(EXTRACTED ENTRIES Opens)

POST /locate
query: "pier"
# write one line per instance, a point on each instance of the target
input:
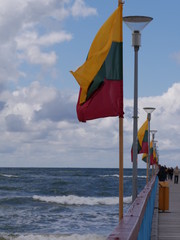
(169, 221)
(144, 220)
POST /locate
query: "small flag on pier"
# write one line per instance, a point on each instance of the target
(142, 140)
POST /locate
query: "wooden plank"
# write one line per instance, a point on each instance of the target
(169, 221)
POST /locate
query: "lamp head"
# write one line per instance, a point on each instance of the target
(149, 109)
(137, 23)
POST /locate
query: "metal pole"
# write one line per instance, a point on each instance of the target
(148, 165)
(120, 160)
(134, 193)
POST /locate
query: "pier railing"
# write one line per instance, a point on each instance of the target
(137, 222)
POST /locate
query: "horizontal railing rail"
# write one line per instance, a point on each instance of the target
(137, 222)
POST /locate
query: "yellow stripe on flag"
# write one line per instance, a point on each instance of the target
(111, 31)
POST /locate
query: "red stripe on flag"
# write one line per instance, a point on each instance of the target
(107, 101)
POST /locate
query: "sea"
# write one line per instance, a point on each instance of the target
(62, 203)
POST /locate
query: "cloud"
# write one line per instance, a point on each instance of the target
(42, 121)
(80, 9)
(58, 109)
(29, 32)
(15, 123)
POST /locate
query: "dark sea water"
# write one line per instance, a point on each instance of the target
(62, 203)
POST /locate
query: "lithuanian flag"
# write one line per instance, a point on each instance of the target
(101, 76)
(142, 146)
(153, 158)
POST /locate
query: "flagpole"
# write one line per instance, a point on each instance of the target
(120, 160)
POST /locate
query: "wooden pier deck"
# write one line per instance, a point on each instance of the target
(169, 221)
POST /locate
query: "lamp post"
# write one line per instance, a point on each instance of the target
(136, 24)
(148, 110)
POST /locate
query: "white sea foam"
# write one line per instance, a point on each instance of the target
(56, 237)
(117, 175)
(113, 175)
(76, 200)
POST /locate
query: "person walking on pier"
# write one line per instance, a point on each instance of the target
(176, 174)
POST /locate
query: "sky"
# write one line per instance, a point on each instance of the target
(41, 41)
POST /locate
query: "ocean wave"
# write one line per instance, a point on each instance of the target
(117, 175)
(76, 200)
(55, 237)
(8, 175)
(112, 175)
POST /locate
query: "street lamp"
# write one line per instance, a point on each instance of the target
(136, 24)
(148, 110)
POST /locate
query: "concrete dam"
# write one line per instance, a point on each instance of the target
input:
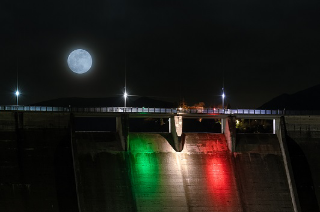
(46, 165)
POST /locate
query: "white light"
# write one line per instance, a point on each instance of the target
(79, 61)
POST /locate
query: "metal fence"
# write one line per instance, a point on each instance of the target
(158, 110)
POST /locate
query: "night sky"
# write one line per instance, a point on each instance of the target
(173, 49)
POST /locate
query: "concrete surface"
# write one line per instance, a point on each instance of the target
(303, 135)
(36, 171)
(261, 173)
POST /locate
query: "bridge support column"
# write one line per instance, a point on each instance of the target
(176, 132)
(230, 132)
(122, 127)
(223, 125)
(276, 126)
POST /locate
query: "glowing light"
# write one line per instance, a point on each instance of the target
(79, 61)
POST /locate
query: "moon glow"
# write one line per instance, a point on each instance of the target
(79, 61)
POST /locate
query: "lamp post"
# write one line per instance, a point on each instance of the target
(125, 95)
(223, 96)
(17, 94)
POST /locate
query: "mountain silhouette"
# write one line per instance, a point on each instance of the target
(308, 99)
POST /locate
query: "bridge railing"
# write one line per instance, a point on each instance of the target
(157, 110)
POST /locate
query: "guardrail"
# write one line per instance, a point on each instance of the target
(156, 110)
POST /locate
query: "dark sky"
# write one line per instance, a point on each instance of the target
(173, 49)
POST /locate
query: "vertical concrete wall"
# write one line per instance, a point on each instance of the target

(EXTRACTED ENTRIES Closes)

WHAT TO WORK ON
Once the images are dropped, set down the remaining material word for word.

ANSWER TO THIS TASK
POST /locate
query: "pier"
# write one line per instance, a point on each instance of the target
input:
(169, 221)
(144, 220)
POST /locate
query: "small flag on pier"
# write one line per instance, a point on each instance of the target
(142, 140)
POST /locate
query: "wooden plank"
# write one line per instance, a point on each instance of the target
(169, 221)
POST /locate
query: "lamp head"
# write one line per instance, a point on each instance of the target
(149, 109)
(137, 23)
POST /locate
query: "metal pole"
# write one line per instance, a point on each instance of the target
(148, 165)
(120, 160)
(134, 193)
POST /locate
query: "pier railing"
# write one line per instance, a point on each instance of the target
(137, 222)
POST /locate
query: "horizontal railing rail"
# write one line per instance, a point on each instance of the target
(137, 222)
POST /locate
query: "yellow stripe on flag"
# write one line per instance, a point on each instance of the target
(111, 31)
POST /locate
query: "red stripe on flag"
# write one line per instance, a point on each instance of the target
(107, 101)
POST /locate
query: "sea"
# write one line per instance, a point on each instance of the target
(62, 203)
POST /locate
query: "cloud"
# write one line per instance, a point on each instance of the target
(42, 121)
(80, 9)
(58, 109)
(29, 32)
(15, 123)
POST /locate
query: "dark sea water"
# write one line per instance, a point on each instance of the target
(62, 203)
POST /locate
query: "lithuanian flag"
# write one line per instance, a point on each instance of the target
(101, 76)
(142, 146)
(153, 158)
POST /locate
query: "flagpole"
# write one line per instance, a point on each instance of the target
(120, 160)
POST /locate
query: "wooden pier deck"
# write one line per instance, a point on each instance of the target
(169, 221)
POST /locate
query: "lamp post"
# write one line per instance, a point on each instance of the target
(136, 24)
(148, 110)
POST /locate
query: "white sea foam"
# write one line per instance, a point on each instance of the target
(56, 237)
(117, 175)
(113, 175)
(76, 200)
POST /locate
query: "person walking on pier"
# write one line per instance, a point on each instance of the target
(176, 174)
POST /locate
query: "sky"
# write one line per instance, a point on each instance of the target
(41, 41)
POST /locate
query: "ocean wave"
# write one line per instance, a point on each instance of the target
(117, 175)
(76, 200)
(55, 237)
(8, 175)
(112, 175)
POST /locate
query: "street lamp"
# write one line per instance, a point on each instance of the target
(136, 24)
(148, 110)
POST /locate
query: "concrete dam"
# write one line per instance, a point on each instance of the target
input:
(46, 165)
POST /locate
query: "white light"
# write one line per instance, a point on each instance of the target
(79, 61)
POST /locate
query: "metal fence"
# write one line per instance, a point on each instance of the target
(158, 110)
POST /locate
query: "night sky"
# write one line per instance, a point on each instance of the target
(173, 49)
POST /locate
query: "concrete surface"
# write one line per instance, a point on each instance of the target
(303, 135)
(36, 171)
(261, 173)
POST /locate
query: "bridge support column"
# write one line per instance, a point on each instance of the target
(176, 132)
(230, 132)
(122, 127)
(223, 125)
(276, 126)
POST /locate
query: "glowing light"
# write one line per instance, a point on each instance of the target
(79, 61)
POST /locate
query: "moon glow"
# write one line per instance, a point on each instance of the target
(79, 61)
POST /locate
query: "lamp post"
# write one line per instance, a point on each instance of the target
(125, 95)
(223, 96)
(17, 94)
POST /locate
query: "mountain silhouette"
# write one line per instance, a point on each instance of the target
(308, 99)
POST /locate
query: "bridge railing"
# write one line per instance, a point on each instance of the target
(157, 110)
POST /locate
query: "guardrail"
# write one line per instance, a point on each instance of the target
(156, 110)
POST /locate
query: "dark sky"
# write one line per instance, a point on each instance of the target
(173, 49)
POST /locate
query: "vertical concrete wall"
# write one line per instance, a point on each instance of the target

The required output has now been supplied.